⟨

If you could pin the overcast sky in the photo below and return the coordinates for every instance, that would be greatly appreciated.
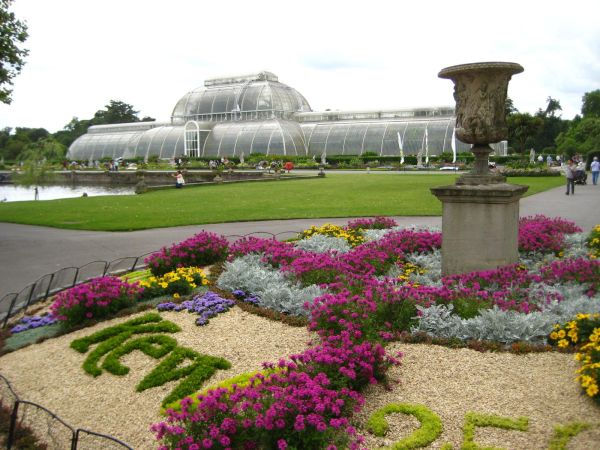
(338, 54)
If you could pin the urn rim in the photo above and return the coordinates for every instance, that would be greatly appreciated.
(451, 71)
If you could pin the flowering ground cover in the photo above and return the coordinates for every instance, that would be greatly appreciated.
(383, 284)
(363, 290)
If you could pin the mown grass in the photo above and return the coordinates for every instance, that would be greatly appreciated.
(336, 195)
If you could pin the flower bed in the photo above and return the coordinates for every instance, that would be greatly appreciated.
(97, 299)
(201, 249)
(309, 403)
(181, 281)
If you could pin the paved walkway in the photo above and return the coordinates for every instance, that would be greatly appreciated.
(29, 252)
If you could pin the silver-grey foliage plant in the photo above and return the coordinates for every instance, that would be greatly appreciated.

⟩

### The exercise
Rescale the records above by writing out every line again, requests included, with each point coordinate in the answers multiplied by 2.4 and rounded to the nearest whole number (halves round up). Leave the pictures out.

### Problem solution
If you could pin the overcast sky in the photo below and return the coordinates for every instance, that would be greatly appreciated.
(811, 130)
If you could pin the urn rim in the photo above and return the coordinates for every instance, that would be greatly appreciated.
(1082, 170)
If you could pin the flowering ground cover in the photo above and return the coordinates for every instance, that would be greatly appreciated.
(919, 682)
(871, 696)
If you could pin the mown grass in the photo above and return the coordinates for every instance, that would be greatly appreciated.
(806, 468)
If you could pin the flower bed in the photo above and return the coordinates for every instance, that would be greatly appreciated.
(233, 718)
(482, 598)
(742, 967)
(434, 674)
If you could pin the paved walkway in the photo above and return the coordinates for every instance, that would be greatly appreciated.
(70, 605)
If you could pin the silver-grey foliage plant in the photo above and return the coordinates for every instance, that would be greatly appreciated.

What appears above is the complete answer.